### WHAT IS ASKED
Put the lines of the material below into a JSON list of strings with one string per line, starting at the line that contains "Can you locate the limestone" and ending at the final line of the material. Leave out any blank lines.

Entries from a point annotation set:
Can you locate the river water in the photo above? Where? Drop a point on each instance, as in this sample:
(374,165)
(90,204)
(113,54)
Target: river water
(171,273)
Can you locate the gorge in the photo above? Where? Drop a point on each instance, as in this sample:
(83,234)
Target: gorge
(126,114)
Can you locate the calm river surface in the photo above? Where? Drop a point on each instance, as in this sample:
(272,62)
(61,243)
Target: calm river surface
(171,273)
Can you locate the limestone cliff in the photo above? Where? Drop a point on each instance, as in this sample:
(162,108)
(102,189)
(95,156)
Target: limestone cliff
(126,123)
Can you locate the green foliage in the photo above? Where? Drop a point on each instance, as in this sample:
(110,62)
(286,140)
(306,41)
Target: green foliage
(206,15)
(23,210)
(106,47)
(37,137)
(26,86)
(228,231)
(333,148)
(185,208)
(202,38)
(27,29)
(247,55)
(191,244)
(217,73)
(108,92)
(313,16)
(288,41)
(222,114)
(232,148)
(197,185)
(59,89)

### SOLUTION FOR THIS PROBLEM
[
  "Can you locate the limestone cliff in the photo above? Where? Drop a point on each instance, as in this sample:",
  "(162,108)",
  "(102,189)",
  "(95,156)",
  "Target: limestone cliff",
  "(126,123)",
  "Can you locate the green foliage in the photo above? Where? Drop a point on each instance, as in this sample:",
  "(110,62)",
  "(286,140)",
  "(306,41)",
  "Target: green foliage",
  "(206,15)",
  "(23,210)",
  "(106,47)",
  "(37,137)",
  "(26,86)",
  "(228,231)",
  "(333,148)",
  "(185,208)",
  "(202,38)",
  "(27,29)",
  "(247,55)",
  "(191,244)",
  "(217,73)",
  "(108,92)",
  "(313,16)",
  "(288,41)",
  "(222,114)",
  "(232,148)",
  "(197,185)",
  "(59,89)"
]